• _THE EXERCISE_
Extract the full set of records, then give each one again exactly.

* * * * * * *

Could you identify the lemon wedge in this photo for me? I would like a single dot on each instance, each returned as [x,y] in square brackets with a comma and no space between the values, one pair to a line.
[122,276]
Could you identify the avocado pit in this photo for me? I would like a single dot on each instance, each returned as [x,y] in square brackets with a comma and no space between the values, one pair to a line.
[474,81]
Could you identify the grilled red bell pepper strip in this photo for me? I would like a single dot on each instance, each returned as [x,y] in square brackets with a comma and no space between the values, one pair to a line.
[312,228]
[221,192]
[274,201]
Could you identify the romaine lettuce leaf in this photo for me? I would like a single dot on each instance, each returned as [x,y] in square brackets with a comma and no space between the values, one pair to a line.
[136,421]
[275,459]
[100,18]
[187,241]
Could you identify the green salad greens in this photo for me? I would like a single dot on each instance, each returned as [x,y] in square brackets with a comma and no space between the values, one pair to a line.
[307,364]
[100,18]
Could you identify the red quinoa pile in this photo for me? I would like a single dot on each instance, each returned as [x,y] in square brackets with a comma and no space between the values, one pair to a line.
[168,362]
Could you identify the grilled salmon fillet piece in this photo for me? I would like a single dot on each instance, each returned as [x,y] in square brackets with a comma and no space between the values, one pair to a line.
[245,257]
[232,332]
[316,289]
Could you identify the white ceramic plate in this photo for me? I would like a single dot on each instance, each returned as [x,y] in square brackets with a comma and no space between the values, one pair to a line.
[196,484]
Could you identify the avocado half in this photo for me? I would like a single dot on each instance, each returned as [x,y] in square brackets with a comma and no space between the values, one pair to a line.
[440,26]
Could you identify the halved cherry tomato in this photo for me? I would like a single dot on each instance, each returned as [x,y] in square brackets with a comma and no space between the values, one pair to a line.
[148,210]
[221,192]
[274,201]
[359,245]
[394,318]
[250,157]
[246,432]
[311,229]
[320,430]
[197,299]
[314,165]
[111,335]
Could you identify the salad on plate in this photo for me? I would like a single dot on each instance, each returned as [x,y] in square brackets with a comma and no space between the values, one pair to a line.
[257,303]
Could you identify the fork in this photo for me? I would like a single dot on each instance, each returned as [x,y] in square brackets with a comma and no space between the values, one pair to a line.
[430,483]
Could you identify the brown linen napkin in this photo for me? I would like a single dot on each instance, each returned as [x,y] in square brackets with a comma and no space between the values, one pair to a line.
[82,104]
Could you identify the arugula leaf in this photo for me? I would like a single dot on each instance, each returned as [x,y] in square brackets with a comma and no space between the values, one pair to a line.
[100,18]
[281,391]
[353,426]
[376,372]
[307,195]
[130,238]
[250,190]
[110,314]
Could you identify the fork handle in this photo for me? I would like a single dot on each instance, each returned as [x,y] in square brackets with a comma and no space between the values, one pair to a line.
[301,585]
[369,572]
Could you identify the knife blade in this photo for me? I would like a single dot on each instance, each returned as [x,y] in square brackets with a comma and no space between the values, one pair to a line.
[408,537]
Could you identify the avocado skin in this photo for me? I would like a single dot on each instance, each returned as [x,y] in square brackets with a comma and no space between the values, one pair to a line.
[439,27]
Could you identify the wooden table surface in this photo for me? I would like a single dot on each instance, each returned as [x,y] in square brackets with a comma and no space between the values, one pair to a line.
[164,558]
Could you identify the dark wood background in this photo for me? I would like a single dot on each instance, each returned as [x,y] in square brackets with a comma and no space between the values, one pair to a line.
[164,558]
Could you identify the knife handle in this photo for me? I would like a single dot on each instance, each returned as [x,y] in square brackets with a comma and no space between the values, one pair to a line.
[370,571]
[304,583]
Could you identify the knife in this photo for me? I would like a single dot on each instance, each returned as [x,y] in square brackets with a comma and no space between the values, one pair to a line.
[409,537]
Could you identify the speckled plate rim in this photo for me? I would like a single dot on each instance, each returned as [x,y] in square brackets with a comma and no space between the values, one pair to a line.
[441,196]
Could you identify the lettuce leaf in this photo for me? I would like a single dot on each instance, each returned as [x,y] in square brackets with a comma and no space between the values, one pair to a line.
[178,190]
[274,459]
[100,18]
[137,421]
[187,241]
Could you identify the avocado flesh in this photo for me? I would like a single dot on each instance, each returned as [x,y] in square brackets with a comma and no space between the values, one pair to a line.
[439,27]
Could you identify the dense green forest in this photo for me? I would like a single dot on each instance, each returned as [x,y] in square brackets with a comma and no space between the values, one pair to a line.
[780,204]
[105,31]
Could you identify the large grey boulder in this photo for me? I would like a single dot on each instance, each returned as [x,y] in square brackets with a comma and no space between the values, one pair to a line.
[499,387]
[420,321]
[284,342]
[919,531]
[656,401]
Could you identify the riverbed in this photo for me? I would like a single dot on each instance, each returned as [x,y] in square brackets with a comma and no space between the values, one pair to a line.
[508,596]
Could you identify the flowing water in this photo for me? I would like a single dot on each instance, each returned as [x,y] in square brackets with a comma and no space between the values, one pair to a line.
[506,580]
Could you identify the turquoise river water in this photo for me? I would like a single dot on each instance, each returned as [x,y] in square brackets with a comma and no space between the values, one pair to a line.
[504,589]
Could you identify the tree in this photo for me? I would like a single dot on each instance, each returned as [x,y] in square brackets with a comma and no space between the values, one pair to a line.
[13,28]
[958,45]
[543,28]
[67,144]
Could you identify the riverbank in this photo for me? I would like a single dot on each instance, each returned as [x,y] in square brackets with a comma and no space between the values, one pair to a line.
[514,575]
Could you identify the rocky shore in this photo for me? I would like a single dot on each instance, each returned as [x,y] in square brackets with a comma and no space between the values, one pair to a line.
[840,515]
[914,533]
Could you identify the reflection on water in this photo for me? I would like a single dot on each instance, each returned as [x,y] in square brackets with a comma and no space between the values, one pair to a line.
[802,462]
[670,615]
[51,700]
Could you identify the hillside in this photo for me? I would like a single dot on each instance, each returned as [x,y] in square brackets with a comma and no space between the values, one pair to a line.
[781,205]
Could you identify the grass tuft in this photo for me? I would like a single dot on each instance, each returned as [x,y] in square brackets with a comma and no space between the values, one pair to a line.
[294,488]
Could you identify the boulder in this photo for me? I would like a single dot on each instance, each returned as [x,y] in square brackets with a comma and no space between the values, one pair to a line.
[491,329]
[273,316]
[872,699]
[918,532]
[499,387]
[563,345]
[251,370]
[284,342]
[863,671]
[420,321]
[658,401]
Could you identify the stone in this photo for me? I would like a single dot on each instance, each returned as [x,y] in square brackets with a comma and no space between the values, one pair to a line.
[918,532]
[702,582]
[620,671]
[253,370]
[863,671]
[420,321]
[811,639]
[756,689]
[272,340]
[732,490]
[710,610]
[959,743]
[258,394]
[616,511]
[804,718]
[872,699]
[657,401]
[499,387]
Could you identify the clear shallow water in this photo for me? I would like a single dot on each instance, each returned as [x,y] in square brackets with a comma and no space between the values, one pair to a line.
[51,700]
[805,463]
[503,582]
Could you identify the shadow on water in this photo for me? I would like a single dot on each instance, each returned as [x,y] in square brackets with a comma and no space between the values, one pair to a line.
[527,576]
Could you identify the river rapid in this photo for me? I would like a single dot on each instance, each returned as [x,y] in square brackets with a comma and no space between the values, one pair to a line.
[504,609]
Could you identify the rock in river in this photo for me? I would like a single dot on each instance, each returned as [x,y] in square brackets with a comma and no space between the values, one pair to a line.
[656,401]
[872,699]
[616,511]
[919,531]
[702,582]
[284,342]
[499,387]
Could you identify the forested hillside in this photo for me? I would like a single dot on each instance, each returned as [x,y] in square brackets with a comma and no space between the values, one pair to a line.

* * * * * * *

• _WRITTEN SOLUTION_
Could you identify the lemon wedge in this photo for me? I would like a single dot on each instance, each returned as [x,y] in square brackets with a comma and no space between the values, one pair to a line.
[122,276]
Could you identify the avocado pit in this photo for me? I would like a single dot on each instance, each returned as [x,y] in square brackets with a comma and no space between the values, one pair to a line.
[474,81]
Could you identify the grilled red bell pepper strip in this photo for me? I would like a single dot on each instance, each returned as [x,y] in square brackets with a comma and no space between the values, one pair to a line.
[312,228]
[221,192]
[274,201]
Could you identify the romaine lettuce leaf in this photo for me? I would like a single dot on each instance, each returned as [x,y] in square brackets with a comma and no space between the values, one pair to a line.
[136,421]
[275,459]
[100,18]
[187,241]
Could you identify the green salad greens in this photo for me? I would like a single dot on each instance, each returned as [x,y] in square brackets with a comma and no space between the values, one pair to a line.
[307,364]
[100,18]
Could you identify the red quinoa pile in this photo for me? I would like a single dot on each instance, each returned as [x,y] in square brackets with a comma and no space between the values, one pair to a line.
[168,362]
Could you identify the grilled salmon fillet piece in this photo for me? I would like a single dot on each instance, each returned as [x,y] in square brackets with a comma and no space between the values, one pair to a line.
[245,257]
[232,332]
[316,289]
Could you identify the white ceramic plate in this photo for me? I would like a single dot on each instance, each returned as [x,y] in square brackets with a comma and no space between the values, one pair to a line.
[196,484]
Could you identify the avocado half in this photo for me? I would like a single dot on each instance, each returned as [x,y] in square brackets with a comma and no space between the values, one pair to a line.
[440,26]
Could you identify the halved cherry tomato in this photo for me? I would like a single dot on each instance, each returned as [x,y] in square brackets with a comma and no space between the values, one pair to a line.
[148,210]
[221,192]
[274,201]
[359,245]
[394,318]
[250,157]
[246,432]
[311,229]
[320,430]
[197,299]
[314,165]
[111,335]
Could you identify the salad on plate in this photo for me? I would like a single dot on each instance, each returned as [x,y] in square brackets with a comma and no space between the values, one pair to a line.
[257,303]
Could you identify the fork in this photo for me? I would like a single dot on each instance, each returned as [x,y] in square brackets with a comma and no space between the values, one pair to a line.
[430,483]
Could you identify the brown linen napkin in this photo for me? I would like a single dot on each instance, each returned as [x,y] in square brackets with a comma and no space between the values, one pair to a line.
[82,104]
Could you identify the arugula leaf in this photo for me? I would like a single dot on each instance, each returned as [x,y] in square brackets with a comma and no space between the values, one pair to a line.
[100,18]
[281,391]
[353,426]
[376,372]
[307,195]
[130,238]
[250,190]
[110,314]
Could you identify the fork handle in this photo for me? I would like a single dot on each instance, each returned as [x,y] in square brackets with a comma and no space between the values, one pair to a line.
[301,585]
[369,572]
Could you identify the knife blade in this photo for me? I would like a single dot on each instance, each returned as [x,y] in square brackets with a comma and no space between the values, one pair to a line.
[408,537]
Could you identify the avocado skin in this photo for me? I would like a single dot on each instance, each returned as [x,y] in square brackets with a comma and no space between the values, one pair to a line.
[439,27]
Could you identify the wooden table surface in this photo for me? I would like a single dot on each instance, each returned as [x,y] in square brackets with a comma and no space between the values, one pair to a line.
[164,558]
Could you identify the dark wood background in this photo for me? I would like a single dot on each instance, each returned as [x,y] in square brackets with a comma and no space between the values, one pair to a line.
[164,558]
Could you identify the knife handle in this photo for me? I would like a single dot on each instance, each returned as [x,y] in square brackets with a comma and no space between the values, one pair to a line.
[370,571]
[304,583]
Could you identify the knife in this photo for me? I would like a single dot on each instance, each returned as [x,y] in square brackets with a comma and no space between the values, one pair to a line.
[409,537]
Could you identify the speckled plate rim in this photo for me? I would like a single dot on each instance, each returned as [x,y] in square brackets with a comma and no space between the values, one pair to a line.
[441,196]
Could you identify the lettuce leaf in this photo for me? I would like a single dot on each instance, each returned as [x,y] in square brackets with a comma and no space between the values, one pair to a line.
[178,190]
[274,459]
[100,18]
[137,421]
[187,241]
Could you identify the avocado flesh in this photo for me? I would like a single dot on each instance, each returned as [x,y] in square brackets with a comma and no space between the values, one pair to a line.
[439,27]
Could you identify the dense green forest in this photo for me? I would like a single dot on each instance, each returned as [x,y] in square brackets with a comma and no space between the values, one pair to a line.
[780,204]
[105,31]
Could you identify the large grey boulder in this photo for me? I would like a single dot on each instance, each returned as [x,y] in square brackets with a comma and no space between the values, one pair to a line.
[499,387]
[420,321]
[284,342]
[919,531]
[656,401]
Could you identify the riverbed in this photo for me? I would like a single dot on each instance, each returned as [x,y] in square brackets with a comma and no space between the values, one pair to a line.
[508,596]
Could you identify the flowing water in this photo for me? I would like a single dot on each instance, each returned as [x,y] in square brackets with a comma and no space between the values, one pair to a line.
[506,580]
Could you identify the turquoise river water in this photo for me? I would like a single dot on each instance, each returned as [x,y] in square brackets with a comma and no space between the values, one pair to a line.
[504,589]
Could you identify the tree in this photo for me? I would like a single dot on each instance, each returned as [x,y] in square brackets with a comma and no space between the values, one pair to a line.
[13,28]
[958,45]
[543,28]
[67,144]
Could you identify the riverbank in this photo for me? I would like a single dot on each instance, each returned as [x,y] in square brackets with a comma and no space between the values, one pair to a line.
[514,575]
Could you identify the rocky shore in this photo for me? I would like a single dot on each instance, each returned as [x,y] in square brackets with a comma and no space between the values, one pair to a line.
[840,515]
[914,533]
Could you identify the reflection on water in this photo for me? I would like a single dot on each instance, each returned as [x,y] in square brackets with a comma and no space between the values, one pair to a line.
[802,462]
[670,615]
[51,700]
Could you identify the hillside in this photo for me? I would like a single dot on each instance, each returned as [x,y] in square brackets with a comma and no space between the values, one pair to a line.
[781,205]
Could you identify the grass tuft in this photo for me? I would like a single dot on each instance, each returned as [x,y] in square brackets with a comma and no space between the values, one pair to a line.
[294,488]
Could you identify the boulder in this photo for me? I would like a single dot on each instance, each returned as [x,y] in square brackets with a comma and no space between the values, one pair to a line.
[491,329]
[273,316]
[872,699]
[918,532]
[499,387]
[563,345]
[251,370]
[284,342]
[863,671]
[420,321]
[658,401]
Could you identify the stone in this photo for me? I would like a single dot on each instance, each returned as [x,y] in square brackets with a comma and no space between the values, one pair to a line.
[918,532]
[702,582]
[620,671]
[253,370]
[863,671]
[420,321]
[811,639]
[756,689]
[272,340]
[732,490]
[710,610]
[959,743]
[258,394]
[616,511]
[804,718]
[872,699]
[657,401]
[499,387]
Could you identify the clear shallow water in this photo for me? I would like a single dot on each instance, each returned as [x,y] in square brackets with a comma and no space between the values, one pair to a line.
[51,700]
[805,463]
[503,582]
Could you identify the shadow on water in this photo for me? I would like a single dot on each instance, each returned as [x,y] in square brackets with a comma and no space between the values, one pair to a line.
[527,576]
Could you identify the river rapid in this photo for me? I would like a single dot on each instance, each returned as [x,y] in square brackets with a comma and no space between the values, one pair to a line.
[504,609]
Could you identify the rock in river in this photo for me? I would like a single dot on each instance, each returned as [x,y] in square brackets with a comma and no space between the values, one pair to a line.
[656,401]
[872,699]
[616,511]
[919,531]
[702,582]
[284,342]
[499,387]
Could you identify the forested hillside in this photo for me? I would like a single dot on each instance, each returned as [x,y] in square brackets with a comma and no space between the values, one pair to a line.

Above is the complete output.